Put the entries from the line containing "segment the vegetation on cliff" through the line containing "206L108 211L116 211L124" into a Markdown table, leaving out blank lines. Use a column "Row" for the row number and a column "Line" for the line itself.

────────────────

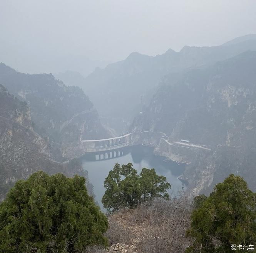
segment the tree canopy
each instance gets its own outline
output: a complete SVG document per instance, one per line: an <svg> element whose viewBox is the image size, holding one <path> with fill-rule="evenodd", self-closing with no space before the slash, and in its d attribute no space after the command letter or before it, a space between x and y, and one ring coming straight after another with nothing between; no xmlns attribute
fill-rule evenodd
<svg viewBox="0 0 256 253"><path fill-rule="evenodd" d="M106 217L87 194L84 178L42 171L18 181L0 205L0 251L82 252L106 246Z"/></svg>
<svg viewBox="0 0 256 253"><path fill-rule="evenodd" d="M108 211L135 208L155 197L169 198L166 192L171 186L165 177L157 175L154 169L146 168L138 175L132 166L131 163L121 166L116 163L106 178L104 187L107 190L102 202Z"/></svg>
<svg viewBox="0 0 256 253"><path fill-rule="evenodd" d="M242 178L231 174L209 197L201 195L195 200L188 231L195 241L187 252L233 252L232 245L254 244L256 194Z"/></svg>

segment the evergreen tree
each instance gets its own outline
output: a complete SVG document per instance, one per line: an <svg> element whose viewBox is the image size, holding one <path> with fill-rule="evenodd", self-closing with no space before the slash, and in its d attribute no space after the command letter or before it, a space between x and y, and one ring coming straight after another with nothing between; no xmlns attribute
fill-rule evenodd
<svg viewBox="0 0 256 253"><path fill-rule="evenodd" d="M82 252L106 246L106 217L84 177L42 171L18 181L0 205L0 251Z"/></svg>
<svg viewBox="0 0 256 253"><path fill-rule="evenodd" d="M232 245L255 244L256 194L242 178L231 174L208 198L201 197L188 231L195 241L187 252L233 252Z"/></svg>
<svg viewBox="0 0 256 253"><path fill-rule="evenodd" d="M122 166L115 164L104 182L107 189L102 200L104 207L109 211L116 211L135 208L155 197L169 198L166 191L171 185L166 177L157 175L154 169L144 168L139 175L137 173L131 163Z"/></svg>

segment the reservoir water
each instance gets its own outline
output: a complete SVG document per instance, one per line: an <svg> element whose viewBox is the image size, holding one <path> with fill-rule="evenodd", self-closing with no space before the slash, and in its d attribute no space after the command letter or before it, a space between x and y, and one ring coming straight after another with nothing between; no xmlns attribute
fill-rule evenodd
<svg viewBox="0 0 256 253"><path fill-rule="evenodd" d="M94 186L95 200L103 208L101 199L105 189L103 184L110 170L113 169L115 163L120 165L131 162L133 167L139 174L143 168L154 168L157 174L166 177L167 182L171 184L171 188L169 194L173 196L178 191L186 188L185 185L177 177L183 172L185 166L178 165L172 161L165 161L165 157L154 155L153 149L142 146L125 148L122 156L100 160L92 160L92 156L84 156L81 158L83 167L88 172L89 179ZM95 159L95 155L93 156Z"/></svg>

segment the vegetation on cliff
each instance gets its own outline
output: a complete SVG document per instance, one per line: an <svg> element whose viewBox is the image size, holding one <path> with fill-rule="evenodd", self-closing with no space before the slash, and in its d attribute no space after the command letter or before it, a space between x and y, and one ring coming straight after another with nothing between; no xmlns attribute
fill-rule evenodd
<svg viewBox="0 0 256 253"><path fill-rule="evenodd" d="M243 179L229 175L216 185L208 198L201 200L192 212L188 234L195 241L187 252L232 252L232 245L253 245L256 193Z"/></svg>
<svg viewBox="0 0 256 253"><path fill-rule="evenodd" d="M84 178L42 171L16 182L0 205L0 251L73 252L106 246L107 218Z"/></svg>
<svg viewBox="0 0 256 253"><path fill-rule="evenodd" d="M103 206L108 211L116 211L124 207L135 208L156 197L167 199L166 192L171 185L154 169L143 168L138 175L131 163L121 166L116 163L106 178L104 187L107 190L102 198Z"/></svg>

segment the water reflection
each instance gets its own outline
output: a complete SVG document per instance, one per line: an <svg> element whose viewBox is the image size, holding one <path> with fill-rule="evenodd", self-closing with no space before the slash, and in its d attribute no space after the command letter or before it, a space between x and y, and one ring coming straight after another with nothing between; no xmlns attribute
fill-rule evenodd
<svg viewBox="0 0 256 253"><path fill-rule="evenodd" d="M185 165L178 165L171 161L165 162L164 157L154 155L153 149L150 147L134 146L125 148L124 151L123 156L111 159L95 161L95 154L91 154L81 158L83 167L88 171L89 178L94 187L96 200L102 208L101 199L105 190L103 184L109 170L113 169L116 162L121 165L132 162L138 173L141 172L143 168L154 168L157 174L166 177L167 181L171 185L170 193L175 195L177 191L186 188L177 179L184 171Z"/></svg>

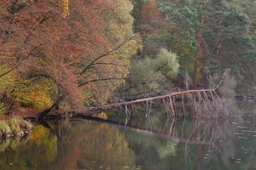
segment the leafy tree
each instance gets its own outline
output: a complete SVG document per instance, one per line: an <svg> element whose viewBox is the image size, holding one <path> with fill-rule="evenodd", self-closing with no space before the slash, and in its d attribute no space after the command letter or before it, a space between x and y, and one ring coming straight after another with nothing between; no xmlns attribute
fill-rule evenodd
<svg viewBox="0 0 256 170"><path fill-rule="evenodd" d="M0 78L15 74L27 83L37 82L38 88L26 91L44 91L40 81L47 79L54 84L47 89L53 106L105 103L127 75L140 43L132 32L131 8L127 0L2 3L0 55L8 60L1 60Z"/></svg>
<svg viewBox="0 0 256 170"><path fill-rule="evenodd" d="M124 91L128 99L138 99L166 94L172 88L170 79L178 72L178 57L161 48L155 58L145 58L133 63Z"/></svg>

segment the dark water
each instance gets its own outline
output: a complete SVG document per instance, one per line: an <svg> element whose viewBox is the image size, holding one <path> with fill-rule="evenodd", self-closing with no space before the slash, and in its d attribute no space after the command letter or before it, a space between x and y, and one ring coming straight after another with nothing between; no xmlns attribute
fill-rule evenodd
<svg viewBox="0 0 256 170"><path fill-rule="evenodd" d="M177 120L143 107L35 126L26 138L1 141L0 169L256 169L255 102L241 118ZM101 119L99 119L101 120Z"/></svg>

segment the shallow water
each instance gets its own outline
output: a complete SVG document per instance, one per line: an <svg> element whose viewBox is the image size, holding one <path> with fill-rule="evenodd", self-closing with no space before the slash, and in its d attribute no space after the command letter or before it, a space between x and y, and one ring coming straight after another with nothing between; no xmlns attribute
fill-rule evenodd
<svg viewBox="0 0 256 170"><path fill-rule="evenodd" d="M161 108L146 117L137 107L132 117L124 110L38 124L1 141L0 169L256 169L255 102L238 108L241 118L174 121Z"/></svg>

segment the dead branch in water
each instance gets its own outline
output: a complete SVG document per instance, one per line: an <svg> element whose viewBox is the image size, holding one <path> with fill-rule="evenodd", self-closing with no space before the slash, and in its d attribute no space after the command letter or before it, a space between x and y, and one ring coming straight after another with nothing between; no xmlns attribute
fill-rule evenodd
<svg viewBox="0 0 256 170"><path fill-rule="evenodd" d="M215 90L216 90L216 87L212 89L181 91L181 92L168 94L166 95L160 95L160 96L155 96L155 97L140 99L136 99L136 100L132 100L132 101L125 101L125 102L121 102L121 103L118 103L118 104L112 104L112 105L108 105L100 106L100 107L91 107L91 108L89 108L87 110L82 110L79 112L80 112L80 114L90 114L90 113L92 113L95 111L106 110L109 110L109 109L119 108L119 107L123 107L123 106L125 106L125 109L127 110L128 105L146 103L147 104L146 116L147 116L150 113L152 102L156 101L156 100L164 102L166 110L166 113L168 113L170 111L170 110L166 106L166 99L167 99L167 101L169 99L172 115L175 117L175 116L177 116L176 106L175 106L175 98L177 96L182 95L183 103L183 99L184 99L183 96L185 94L189 94L190 97L193 98L192 100L195 101L196 96L197 96L197 98L198 98L198 96L200 96L200 99L201 99L202 97L201 97L201 93L202 93L204 95L207 95L207 93L209 93L209 95L212 98L213 97L212 94L216 94ZM206 98L207 98L207 99L209 99L207 97L206 97ZM212 98L212 99L213 99L213 98ZM148 105L148 103L149 103L149 105ZM127 112L127 110L126 110L126 112ZM76 112L76 113L78 113L78 112Z"/></svg>

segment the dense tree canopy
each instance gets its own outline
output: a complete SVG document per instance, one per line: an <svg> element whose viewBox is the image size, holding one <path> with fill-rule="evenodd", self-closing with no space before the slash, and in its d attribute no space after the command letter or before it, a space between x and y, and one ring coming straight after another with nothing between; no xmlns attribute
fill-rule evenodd
<svg viewBox="0 0 256 170"><path fill-rule="evenodd" d="M140 42L127 0L9 0L0 9L3 103L36 83L67 107L103 104Z"/></svg>

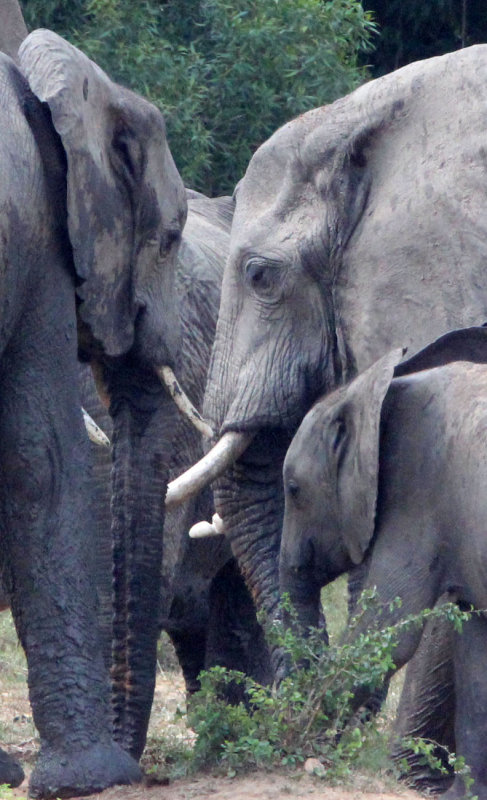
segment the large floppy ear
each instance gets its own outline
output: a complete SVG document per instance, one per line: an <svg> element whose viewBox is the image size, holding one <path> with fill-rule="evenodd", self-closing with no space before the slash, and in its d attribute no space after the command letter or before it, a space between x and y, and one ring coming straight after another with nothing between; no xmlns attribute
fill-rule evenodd
<svg viewBox="0 0 487 800"><path fill-rule="evenodd" d="M402 355L396 349L376 361L346 387L334 409L343 443L337 459L339 526L354 564L361 563L374 534L382 404Z"/></svg>
<svg viewBox="0 0 487 800"><path fill-rule="evenodd" d="M49 106L66 153L67 223L82 319L105 352L118 355L133 339L132 205L144 159L135 104L128 90L52 31L31 33L19 59L31 90Z"/></svg>
<svg viewBox="0 0 487 800"><path fill-rule="evenodd" d="M369 160L383 124L380 120L353 124L344 117L340 101L324 109L317 120L301 157L325 204L333 256L346 246L365 209L372 181Z"/></svg>
<svg viewBox="0 0 487 800"><path fill-rule="evenodd" d="M448 331L398 364L394 376L411 375L424 369L451 364L452 361L487 364L487 327L482 325Z"/></svg>

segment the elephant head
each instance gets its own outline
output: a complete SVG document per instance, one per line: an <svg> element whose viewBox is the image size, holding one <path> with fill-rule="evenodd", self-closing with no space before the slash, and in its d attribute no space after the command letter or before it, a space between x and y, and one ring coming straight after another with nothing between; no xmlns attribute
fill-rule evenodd
<svg viewBox="0 0 487 800"><path fill-rule="evenodd" d="M347 386L319 400L304 417L286 454L280 588L289 593L303 630L318 624L321 587L363 563L377 525L384 524L388 504L404 511L406 498L413 496L413 503L426 513L427 501L419 499L421 486L415 480L435 497L433 506L438 502L427 485L428 476L438 469L436 454L442 452L442 437L447 436L444 419L455 427L460 414L455 414L459 409L454 405L445 412L439 398L445 395L445 383L453 379L437 368L452 362L485 364L487 329L451 331L408 360L402 357L401 349L392 350ZM467 380L466 365L460 367ZM434 455L428 460L425 454L421 464L423 449ZM390 450L393 456L387 455ZM387 472L393 471L391 458L395 464L403 459L394 483L399 487L394 491L402 487L403 495L399 499L395 495L395 503L387 499L393 492ZM414 522L411 516L411 526ZM374 547L377 552L378 545ZM416 550L416 556L408 556L410 564L421 561L419 543Z"/></svg>
<svg viewBox="0 0 487 800"><path fill-rule="evenodd" d="M360 564L374 535L382 405L401 357L318 401L286 454L280 586L303 629L318 626L321 587Z"/></svg>
<svg viewBox="0 0 487 800"><path fill-rule="evenodd" d="M186 198L162 115L52 31L31 33L19 61L64 150L68 236L90 348L173 362Z"/></svg>
<svg viewBox="0 0 487 800"><path fill-rule="evenodd" d="M304 414L391 348L485 319L486 79L480 47L370 81L284 125L236 189L205 415L254 437L215 501L268 614Z"/></svg>
<svg viewBox="0 0 487 800"><path fill-rule="evenodd" d="M187 201L164 120L55 33L19 63L26 115L59 206L77 295L79 350L113 433L114 734L139 757L155 681L164 495L176 409L155 368L179 338L176 262ZM31 108L32 107L32 108Z"/></svg>

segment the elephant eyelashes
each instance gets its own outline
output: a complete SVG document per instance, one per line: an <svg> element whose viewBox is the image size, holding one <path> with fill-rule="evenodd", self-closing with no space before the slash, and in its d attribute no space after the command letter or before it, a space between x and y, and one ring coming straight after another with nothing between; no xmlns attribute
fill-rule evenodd
<svg viewBox="0 0 487 800"><path fill-rule="evenodd" d="M161 256L166 255L171 250L171 247L178 244L181 241L181 231L173 230L167 231L165 236L163 236L160 245L160 254Z"/></svg>
<svg viewBox="0 0 487 800"><path fill-rule="evenodd" d="M279 271L263 261L249 261L245 278L247 285L260 297L270 297L278 286Z"/></svg>

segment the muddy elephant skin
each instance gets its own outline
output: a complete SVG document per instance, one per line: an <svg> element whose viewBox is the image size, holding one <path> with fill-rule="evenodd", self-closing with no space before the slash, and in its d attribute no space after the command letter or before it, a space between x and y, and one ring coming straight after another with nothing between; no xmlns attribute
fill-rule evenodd
<svg viewBox="0 0 487 800"><path fill-rule="evenodd" d="M452 339L462 360L448 363L443 356ZM485 800L487 330L448 334L396 368L401 358L401 350L383 356L301 423L284 464L280 588L306 629L316 625L321 586L364 564L364 588L375 588L377 605L360 614L347 639L419 614L440 598L482 612L461 634L449 633L453 670L444 661L426 687L447 720L453 713L455 752L470 767L470 791ZM477 358L483 363L472 363ZM421 633L420 626L400 630L396 668L416 652ZM444 691L452 680L454 702ZM369 695L357 686L356 706ZM432 705L421 697L420 726L421 709ZM400 713L410 713L404 703ZM434 716L429 728L441 739L443 725ZM461 775L443 796L467 796Z"/></svg>
<svg viewBox="0 0 487 800"><path fill-rule="evenodd" d="M186 199L157 109L56 34L30 34L0 71L1 569L41 739L30 792L70 796L140 779L112 741L78 346L110 363L126 425L125 371L176 358ZM165 394L149 391L135 428ZM150 477L167 476L161 436Z"/></svg>
<svg viewBox="0 0 487 800"><path fill-rule="evenodd" d="M480 45L370 81L284 125L236 189L204 413L255 434L215 504L268 617L282 465L313 402L487 318L486 79Z"/></svg>

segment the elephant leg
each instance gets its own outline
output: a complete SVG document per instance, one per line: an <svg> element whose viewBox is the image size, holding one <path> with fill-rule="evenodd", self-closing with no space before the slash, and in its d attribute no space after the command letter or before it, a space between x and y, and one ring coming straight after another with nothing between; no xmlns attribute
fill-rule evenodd
<svg viewBox="0 0 487 800"><path fill-rule="evenodd" d="M206 633L206 627L193 630L168 630L183 672L188 695L200 689L198 676L205 668Z"/></svg>
<svg viewBox="0 0 487 800"><path fill-rule="evenodd" d="M24 777L24 770L19 762L0 747L0 784L20 786Z"/></svg>
<svg viewBox="0 0 487 800"><path fill-rule="evenodd" d="M455 740L457 755L470 768L471 795L487 800L487 619L472 616L461 634L455 635ZM456 775L445 800L467 794L461 775ZM470 796L470 795L469 795Z"/></svg>
<svg viewBox="0 0 487 800"><path fill-rule="evenodd" d="M141 777L111 738L76 337L63 323L70 299L60 280L51 297L53 319L39 351L23 347L33 337L20 326L0 365L0 550L41 740L34 797L89 794Z"/></svg>
<svg viewBox="0 0 487 800"><path fill-rule="evenodd" d="M233 558L215 576L210 588L205 666L216 664L245 672L261 684L272 682L273 672L264 633Z"/></svg>
<svg viewBox="0 0 487 800"><path fill-rule="evenodd" d="M391 756L404 773L401 777L420 791L445 791L453 780L448 753L456 749L454 635L447 620L428 621L419 647L406 668ZM433 755L440 760L441 770L429 767L422 756L405 744L405 740L411 737L437 743ZM405 772L404 762L407 764Z"/></svg>

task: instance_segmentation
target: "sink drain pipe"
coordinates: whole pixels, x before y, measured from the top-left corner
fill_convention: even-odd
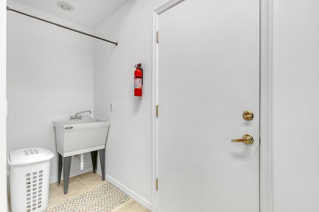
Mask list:
[[[80,156],[79,156],[78,154],[76,154],[74,155],[74,159],[80,161],[80,169],[81,170],[83,170],[83,166],[84,166],[84,161],[83,159],[83,153],[80,154]]]

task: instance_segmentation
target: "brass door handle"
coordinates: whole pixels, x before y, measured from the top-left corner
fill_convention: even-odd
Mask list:
[[[232,142],[242,142],[247,144],[251,144],[254,142],[254,138],[253,136],[250,134],[245,134],[243,136],[242,139],[232,139]]]

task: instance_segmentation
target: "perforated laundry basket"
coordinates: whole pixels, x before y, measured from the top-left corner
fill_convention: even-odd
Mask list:
[[[52,152],[42,148],[9,152],[12,212],[43,212],[48,207]]]

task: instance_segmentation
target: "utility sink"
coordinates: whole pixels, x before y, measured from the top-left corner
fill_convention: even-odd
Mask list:
[[[62,157],[105,148],[110,122],[94,118],[53,121],[57,151]]]

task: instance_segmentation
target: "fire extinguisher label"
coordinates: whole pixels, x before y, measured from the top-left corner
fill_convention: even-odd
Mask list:
[[[134,79],[134,88],[142,89],[142,79],[141,78]]]

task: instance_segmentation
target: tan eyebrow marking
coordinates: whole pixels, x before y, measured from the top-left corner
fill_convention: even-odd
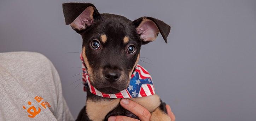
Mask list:
[[[127,42],[128,42],[128,41],[129,41],[129,38],[127,36],[124,36],[124,37],[123,38],[123,43],[124,43],[125,44],[127,43]]]
[[[106,43],[107,41],[107,36],[105,34],[102,34],[100,35],[100,39],[103,43]]]

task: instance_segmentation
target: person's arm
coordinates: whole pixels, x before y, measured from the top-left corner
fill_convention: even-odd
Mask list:
[[[151,114],[146,109],[140,105],[129,100],[122,99],[120,102],[121,105],[124,108],[130,111],[136,115],[140,121],[150,121]],[[171,118],[171,121],[175,121],[175,117],[174,114],[171,112],[171,108],[169,105],[166,105],[166,108],[167,113]],[[108,120],[109,121],[139,121],[136,119],[133,119],[128,117],[118,115],[110,117]]]

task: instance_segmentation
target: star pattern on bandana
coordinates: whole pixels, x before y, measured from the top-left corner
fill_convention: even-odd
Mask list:
[[[150,82],[151,82],[151,80],[150,79],[147,79],[147,81]]]
[[[136,93],[136,90],[134,91],[134,92],[132,92],[132,93],[133,93],[132,94],[132,96],[135,97],[138,94],[138,93]]]
[[[138,85],[140,85],[140,83],[141,83],[141,82],[140,81],[139,79],[138,79],[138,80],[136,80],[136,83],[135,83],[135,84],[138,84]]]
[[[130,85],[129,85],[129,87],[127,88],[129,89],[129,91],[130,91],[131,90],[133,90],[133,85],[131,86]]]

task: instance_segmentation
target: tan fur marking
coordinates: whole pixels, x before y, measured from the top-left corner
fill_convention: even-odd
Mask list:
[[[159,108],[154,111],[151,115],[150,121],[171,121],[171,118],[167,114],[164,113]]]
[[[126,44],[129,41],[129,38],[128,36],[126,36],[123,38],[123,43],[124,43]]]
[[[86,109],[87,114],[92,121],[103,121],[107,114],[118,105],[120,100],[120,99],[117,99],[110,101],[94,102],[87,99]]]
[[[160,105],[159,96],[156,94],[145,97],[132,98],[129,99],[145,107],[150,113],[152,113]]]
[[[106,43],[107,41],[107,36],[105,34],[102,34],[100,35],[100,39],[101,39],[101,41],[103,43]]]
[[[89,75],[92,75],[92,69],[91,66],[90,66],[90,64],[89,63],[88,59],[87,59],[87,57],[86,57],[86,55],[85,54],[85,47],[83,47],[83,48],[82,49],[82,55],[83,55],[83,60],[85,61],[86,66],[86,67],[87,67],[87,70],[89,74]],[[93,81],[93,79],[91,79],[92,78],[92,77],[90,77],[91,80],[92,81]]]

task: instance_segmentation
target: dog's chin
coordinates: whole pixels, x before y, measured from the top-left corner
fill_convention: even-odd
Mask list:
[[[110,87],[97,89],[102,92],[107,94],[115,94],[122,91]]]

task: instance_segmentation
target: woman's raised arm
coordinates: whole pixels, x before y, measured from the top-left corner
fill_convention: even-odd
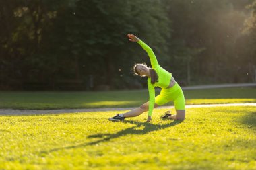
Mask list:
[[[128,34],[127,36],[129,38],[129,41],[137,42],[138,44],[139,44],[142,48],[148,53],[148,55],[150,59],[151,65],[153,68],[158,65],[158,62],[156,59],[156,57],[150,47],[149,47],[141,40],[139,40],[139,38],[134,36],[133,34]]]

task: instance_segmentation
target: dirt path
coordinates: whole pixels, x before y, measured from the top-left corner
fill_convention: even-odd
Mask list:
[[[220,106],[254,106],[256,103],[231,103],[231,104],[210,104],[210,105],[186,105],[186,108],[209,108]],[[174,106],[161,106],[156,109],[171,109]],[[102,111],[117,111],[129,110],[135,108],[91,108],[91,109],[61,109],[61,110],[13,110],[13,109],[0,109],[0,115],[35,115],[47,114],[63,114],[63,113],[78,113],[88,112],[102,112]]]

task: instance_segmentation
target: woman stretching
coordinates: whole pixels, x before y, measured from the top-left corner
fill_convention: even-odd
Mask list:
[[[173,101],[176,109],[176,115],[172,115],[166,112],[162,118],[183,120],[185,116],[185,106],[183,92],[177,82],[172,76],[172,73],[162,68],[156,60],[152,50],[143,41],[133,34],[128,34],[129,40],[137,42],[148,53],[152,68],[148,67],[144,64],[136,64],[133,67],[134,72],[141,77],[148,77],[148,87],[150,95],[148,102],[139,108],[128,112],[117,114],[109,120],[123,120],[125,118],[135,117],[148,110],[147,122],[152,120],[153,108],[162,105],[169,101]],[[160,94],[155,98],[155,87],[162,88]]]

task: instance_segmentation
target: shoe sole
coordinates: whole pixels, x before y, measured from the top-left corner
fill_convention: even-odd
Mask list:
[[[125,120],[109,118],[108,120],[112,120],[112,121],[123,121]]]

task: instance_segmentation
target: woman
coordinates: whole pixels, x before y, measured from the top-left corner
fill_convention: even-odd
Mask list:
[[[123,120],[125,118],[135,117],[148,110],[148,122],[152,120],[153,108],[162,105],[169,101],[173,101],[176,109],[176,115],[166,112],[162,118],[183,120],[185,116],[185,105],[184,95],[181,87],[172,76],[172,73],[162,68],[156,60],[152,50],[143,41],[133,34],[128,34],[129,40],[137,42],[148,53],[152,68],[148,67],[144,64],[136,64],[133,67],[136,75],[148,77],[148,87],[150,95],[148,102],[139,108],[132,110],[127,113],[117,114],[109,120]],[[155,98],[155,87],[162,88],[160,94]]]

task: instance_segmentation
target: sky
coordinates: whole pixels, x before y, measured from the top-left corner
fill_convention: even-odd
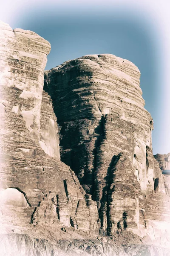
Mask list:
[[[145,108],[153,119],[155,154],[170,152],[170,9],[166,0],[6,0],[0,19],[50,42],[46,70],[101,53],[136,65]]]

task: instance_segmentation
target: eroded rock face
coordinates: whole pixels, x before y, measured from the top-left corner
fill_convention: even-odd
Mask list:
[[[0,26],[1,230],[47,221],[89,232],[88,200],[60,161],[57,119],[43,91],[50,45],[33,32]]]
[[[139,77],[126,60],[86,55],[45,71],[44,90],[57,118],[61,160],[97,202],[100,233],[128,230],[155,239],[166,234],[162,216],[169,221],[170,211]]]
[[[0,226],[14,233],[1,252],[11,243],[17,255],[163,255],[133,245],[167,246],[170,230],[137,68],[83,56],[46,71],[45,92],[49,43],[0,28]]]

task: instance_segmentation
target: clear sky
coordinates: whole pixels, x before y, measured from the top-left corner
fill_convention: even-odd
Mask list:
[[[165,0],[6,0],[0,19],[50,42],[45,69],[87,54],[111,53],[139,68],[153,119],[153,154],[170,152],[169,30]]]

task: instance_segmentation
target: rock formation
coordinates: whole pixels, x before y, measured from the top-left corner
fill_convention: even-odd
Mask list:
[[[96,203],[86,199],[74,173],[60,161],[57,119],[43,91],[50,44],[31,31],[1,26],[3,228],[49,220],[89,230],[90,205]]]
[[[138,69],[86,55],[45,71],[43,87],[50,44],[0,26],[1,244],[16,255],[163,255],[169,180]]]
[[[45,71],[44,89],[57,118],[61,160],[97,202],[100,234],[127,230],[155,239],[168,232],[169,197],[139,77],[126,60],[89,55]]]

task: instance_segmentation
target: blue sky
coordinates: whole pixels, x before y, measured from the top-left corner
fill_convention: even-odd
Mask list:
[[[11,15],[0,19],[13,29],[32,30],[50,42],[51,50],[45,69],[91,54],[111,53],[134,63],[141,73],[145,108],[153,119],[153,153],[170,151],[170,115],[164,103],[164,61],[156,13],[130,4],[103,5],[95,1],[92,4],[93,0],[88,4],[82,1],[66,5],[64,1],[38,2],[20,2],[13,6]]]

────────────────

--- FULL ANSWER ---
| Row | Line |
|---|---|
| 1 | segment the vegetation on cliff |
| 2 | each instance gets its own outline |
| 3 | output: a complete SVG document per instance, one per line: an <svg> element whose viewBox is the image size, holding one <path> with fill-rule="evenodd", self-closing with no space before the slash, and in its d attribute no space after the command letter or before it, a space between x and y, and one ring coming straight after another with nothing between; no xmlns attribute |
| 4 | fill-rule evenodd |
| 5 | <svg viewBox="0 0 256 253"><path fill-rule="evenodd" d="M243 179L229 175L216 185L208 198L201 200L192 212L188 234L195 241L187 252L232 252L232 245L253 245L256 193Z"/></svg> |
| 6 | <svg viewBox="0 0 256 253"><path fill-rule="evenodd" d="M84 178L42 171L16 182L0 205L0 251L73 252L106 246L107 218Z"/></svg> |
| 7 | <svg viewBox="0 0 256 253"><path fill-rule="evenodd" d="M103 206L108 211L116 211L124 207L135 208L156 197L167 199L166 192L171 185L154 169L143 168L138 175L131 163L121 166L116 163L106 178L104 187L107 190L102 198Z"/></svg> |